* Document extract
★ ★ ★ ★ ★ ★ ★

Note that all three styles of organization may be present in a given
application. If there is an overall rule at all for applying them, it is
simply that you should apply them when and where they best fit.

(3) Design: Infrastructure and Deployment

This is an important step, but one that is easy to treat as an
afterthought. You are turning an application into what will be a very
dynamic swarm of microservices, typically in containers or virtual
machines, and deployed, orchestrated, and monitored by an infrastructure
which may consist of several applications working together. This
infrastructure is part of your application’s architecture; it may (and
probably will) take over some responsibilities which were previously
handled by high-level architecture in the monolithic application.

(4) Refactor

This is the point where you actually refactor the application code into
microservices. Identify microservice boundaries, identify each
microservice candidate’s dependencies, make any necessary changes at
the level of code and unit architecture so that they can stand as
separate microservices, and encapsulate each one in a container or VM.

★ ★ ★ ★ ★ ★ ★

* Items
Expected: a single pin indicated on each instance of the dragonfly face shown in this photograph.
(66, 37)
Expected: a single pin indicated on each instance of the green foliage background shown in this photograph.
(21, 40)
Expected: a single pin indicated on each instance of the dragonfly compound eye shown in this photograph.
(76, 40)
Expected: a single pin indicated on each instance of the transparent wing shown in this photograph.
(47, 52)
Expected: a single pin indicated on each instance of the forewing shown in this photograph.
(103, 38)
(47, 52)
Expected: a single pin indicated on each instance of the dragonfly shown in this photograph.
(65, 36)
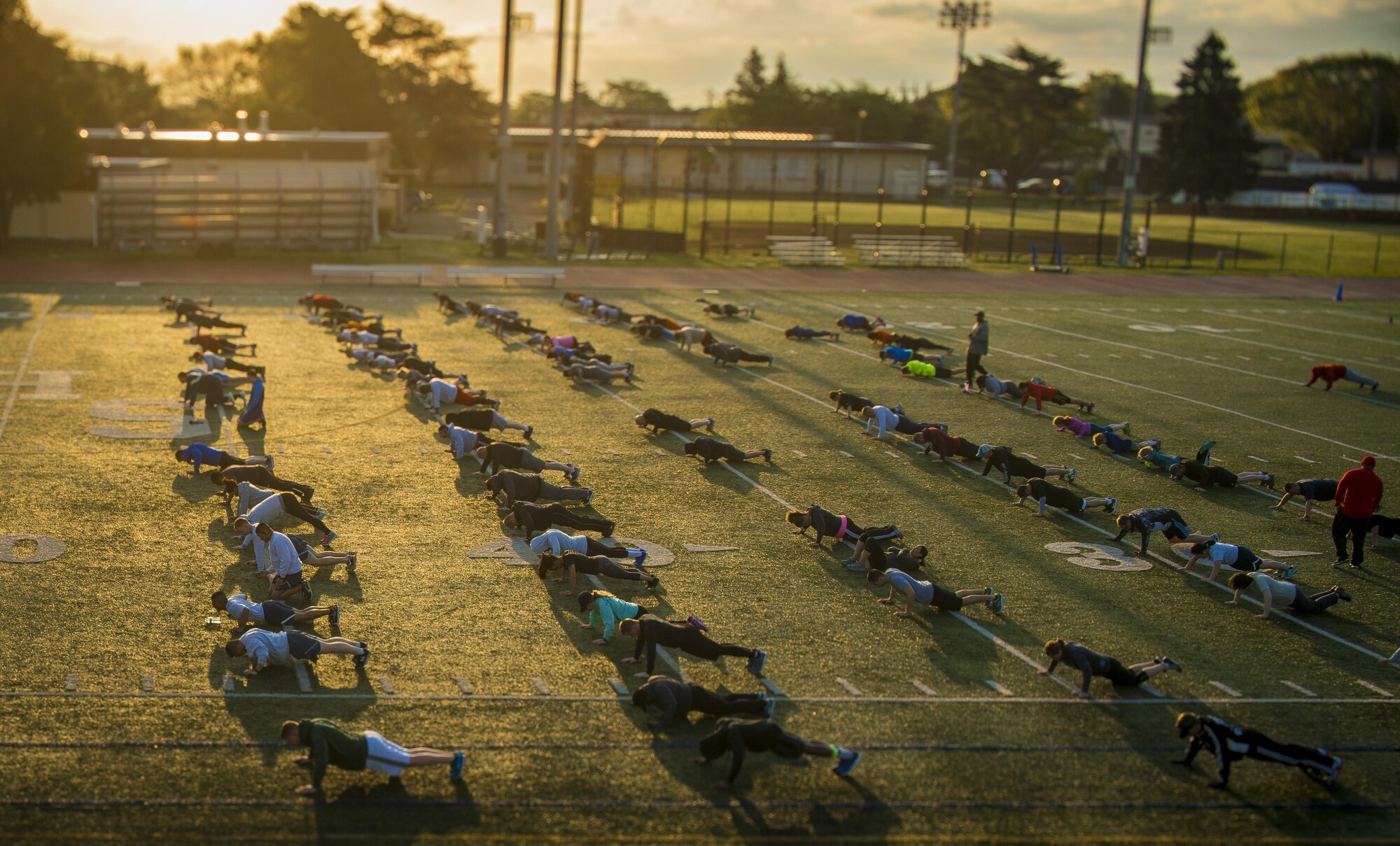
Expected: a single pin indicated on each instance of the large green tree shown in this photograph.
(1335, 106)
(40, 149)
(1020, 115)
(1208, 145)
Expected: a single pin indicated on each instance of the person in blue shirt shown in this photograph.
(202, 454)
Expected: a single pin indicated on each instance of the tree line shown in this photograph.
(402, 73)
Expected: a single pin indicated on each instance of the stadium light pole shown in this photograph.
(1147, 37)
(556, 148)
(960, 17)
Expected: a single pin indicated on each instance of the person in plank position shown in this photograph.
(1340, 373)
(359, 749)
(839, 527)
(1284, 594)
(1312, 491)
(530, 488)
(1010, 464)
(930, 594)
(709, 450)
(503, 456)
(1231, 742)
(738, 737)
(1160, 520)
(272, 612)
(652, 632)
(659, 421)
(267, 649)
(1241, 559)
(533, 519)
(1046, 493)
(1091, 664)
(677, 699)
(573, 563)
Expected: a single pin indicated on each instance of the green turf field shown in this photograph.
(995, 754)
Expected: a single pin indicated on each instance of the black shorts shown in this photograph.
(1122, 677)
(278, 614)
(303, 646)
(946, 600)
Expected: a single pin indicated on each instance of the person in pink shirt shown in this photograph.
(1086, 429)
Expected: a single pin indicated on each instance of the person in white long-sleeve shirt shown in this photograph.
(558, 542)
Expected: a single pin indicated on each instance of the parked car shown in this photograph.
(1328, 195)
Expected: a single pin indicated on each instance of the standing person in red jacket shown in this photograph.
(1359, 496)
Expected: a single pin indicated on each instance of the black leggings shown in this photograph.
(722, 706)
(701, 646)
(293, 506)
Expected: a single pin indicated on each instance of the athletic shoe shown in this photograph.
(755, 664)
(846, 761)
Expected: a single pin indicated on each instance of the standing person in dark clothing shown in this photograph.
(659, 421)
(359, 749)
(708, 450)
(740, 737)
(839, 527)
(1010, 464)
(1320, 491)
(1160, 520)
(677, 699)
(1359, 496)
(533, 519)
(1209, 475)
(1231, 742)
(528, 488)
(260, 475)
(505, 456)
(590, 565)
(1091, 664)
(976, 349)
(652, 632)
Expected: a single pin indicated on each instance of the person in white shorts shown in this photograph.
(331, 744)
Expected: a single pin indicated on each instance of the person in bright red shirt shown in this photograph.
(1359, 496)
(1340, 373)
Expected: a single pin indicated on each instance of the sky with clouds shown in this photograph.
(692, 48)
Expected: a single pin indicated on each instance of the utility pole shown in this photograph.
(1149, 36)
(960, 17)
(556, 148)
(503, 136)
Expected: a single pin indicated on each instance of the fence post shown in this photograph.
(1098, 251)
(968, 225)
(1011, 227)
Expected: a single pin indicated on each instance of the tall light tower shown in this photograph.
(1149, 36)
(961, 17)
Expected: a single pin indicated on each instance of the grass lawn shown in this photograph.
(996, 754)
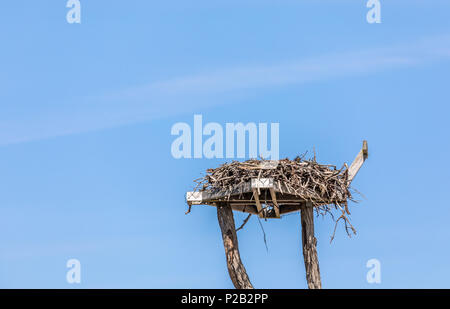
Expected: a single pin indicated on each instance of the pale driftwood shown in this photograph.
(235, 267)
(358, 162)
(309, 247)
(258, 203)
(276, 207)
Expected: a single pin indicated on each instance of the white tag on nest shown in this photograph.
(268, 165)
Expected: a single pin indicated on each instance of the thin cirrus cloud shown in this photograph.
(165, 98)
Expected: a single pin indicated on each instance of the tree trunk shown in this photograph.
(236, 269)
(309, 247)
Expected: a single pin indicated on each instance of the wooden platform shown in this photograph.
(266, 197)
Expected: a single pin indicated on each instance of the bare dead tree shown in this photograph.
(236, 269)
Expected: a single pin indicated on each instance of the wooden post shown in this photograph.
(309, 247)
(236, 269)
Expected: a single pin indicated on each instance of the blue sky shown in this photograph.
(86, 111)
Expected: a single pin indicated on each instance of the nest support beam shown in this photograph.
(236, 269)
(309, 247)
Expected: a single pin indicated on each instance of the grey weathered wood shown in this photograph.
(236, 269)
(258, 203)
(273, 195)
(309, 247)
(358, 162)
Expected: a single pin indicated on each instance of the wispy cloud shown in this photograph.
(159, 99)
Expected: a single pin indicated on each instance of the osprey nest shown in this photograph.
(325, 186)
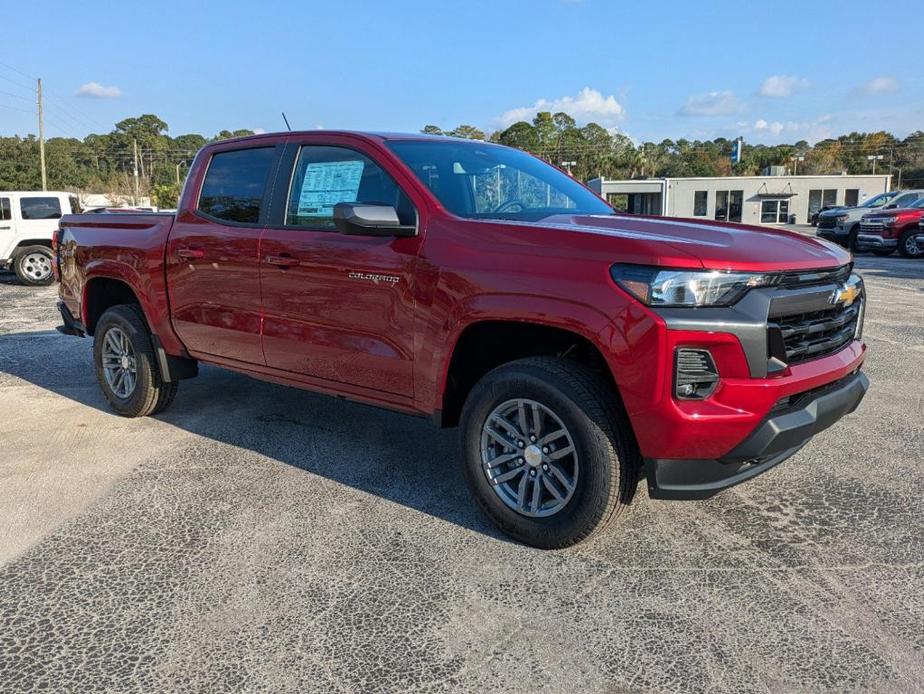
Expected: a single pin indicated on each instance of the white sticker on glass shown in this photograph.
(325, 184)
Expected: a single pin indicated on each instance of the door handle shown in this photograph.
(283, 261)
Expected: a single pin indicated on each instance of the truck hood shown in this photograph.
(891, 214)
(668, 241)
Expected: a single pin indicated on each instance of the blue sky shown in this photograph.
(772, 72)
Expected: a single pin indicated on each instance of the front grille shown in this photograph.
(808, 278)
(817, 333)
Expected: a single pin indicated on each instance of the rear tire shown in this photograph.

★ ★ ★ ★ ★ ★ ★

* Tasks
#1 According to the microservices passage, in what should each microservice be encapsulated during the refactor step?
#2 In the listing, replace "door handle" with "door latch" in the stretch from the line containing "Expected: a single pin indicated on each instance of the grey" through the end of the listing, changing nothing else. Give only that stretch and leave out the pictures.
The listing is unrelated to the microservices passage, and the two should be treated as separate material.

* Answers to each task
#1 A container or VM.

#2
Expected: a single pin indicated on each instance of the grey weathered wood shown in this photograph.
(236, 269)
(258, 203)
(273, 195)
(309, 247)
(358, 162)
Expected: a single pin indicated on each instance of the wispy cloud shown in this photograph.
(159, 99)
Expected: a single pin indicated on each instance of the osprey nest shown in this photograph.
(325, 186)
Expected: a single pin indicated on each instance of the white sticker on glass shown in this photograph.
(325, 184)
Expected: a single pin indicated on each instance of the door latch shown in this photograph.
(283, 261)
Expected: a single pin indicated on each instance of the truck hood shown in this photograph.
(891, 214)
(668, 241)
Expected: a single pin indicated on each instance of the blue sky shown in this photograph.
(772, 72)
Expected: a single pin indicated on each instance of the front grille shown in this photograph.
(808, 278)
(817, 333)
Expected: a single pin indicated on each instance of the rear tire shown in this photograph.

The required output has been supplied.